WHAT TO DO =>
1. In the transcript about breakthrough cases, about how many of the 115 million Americans vaccinated from January to April were considered breakthrough cases?
2. Reproduce the breakthrough-case transcript word for word, everything from "- Dr. Macaluso" down to "considered breakthrough cases.".
3. Write the next part of the transcript about fully vaccinated Yankees testing positive, picking up after its last sentence.
━━━━━ TEXT FOR ANALYSIS
Eight members of the Yankees tested positive for the virus after all of them were fully vaccinated. So, how did this happen?
- Bill Swanson is more at ease going to places like the post office these days.
BILL SWANSON: My attitude is much better. And my wife is vaccinated. And most of our friends are vaccinated. So we're ready to start living again.
- Getting the vaccine does afford a lot more freedom, the CDC saying just last week that fully vaccinated people don't need a mask at most places indoors. But we've recently heard about breakthrough cases, particularly an incident involving a number of New York Yankees. Eight people who were fully vaccinated still tested positive. Only one of them had symptoms that have since gone away.
ANNAMARIA MACALUSO DAVIDSON: We can expect to see some breakthrough cases. We see it with other vaccines as well. But I think it's encouraging that when we see-- when they are testing positive, it's mild and that they're not having these severe cases. They're not hospitalized.
- Dr. Macaluso Davidson says still, a breakthrough case is rare. Of the 115 million Americans vaccinated from January to April, about 9,000 were considered breakthrough cases.
━━━━━━━━━━
━━━━━ GIVEN ENTRIES
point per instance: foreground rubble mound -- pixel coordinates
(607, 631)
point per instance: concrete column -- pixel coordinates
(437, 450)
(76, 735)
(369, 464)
━━━━━━━━━━
WRITTEN RESPONSES =>
1. About 9,000.

2.
- Dr. Macaluso Davidson says still, a breakthrough case is rare. Of the 115 million Americans vaccinated from January to April, about 9,000 were considered breakthrough cases.

3.
ANNAMARIA MACALUSO DAVIDSON: When you do the math, that's fractions of a percentage. That's 0.007%, so very rare. And that's taking all comers on a breakthrough case, so those that don't even know they have an infection, those that have a really mild infection, and then something even more severe.
- And remember, the goal of the vaccine is to keep people from getting really sick. And it's doing that.
ANNAMARIA MACALUSO DAVIDSON: For the most part, it's keeping you from getting really sick, from getting sick at all, from getting sick and not even knowing you have it and transmitting it to other people.
- As for Bill, he's not too concerned about the breakthrough cases, especially since he's vaccinated.
BILL SWANSON: No, not really. I mean, we've got to trust our health-care professionals.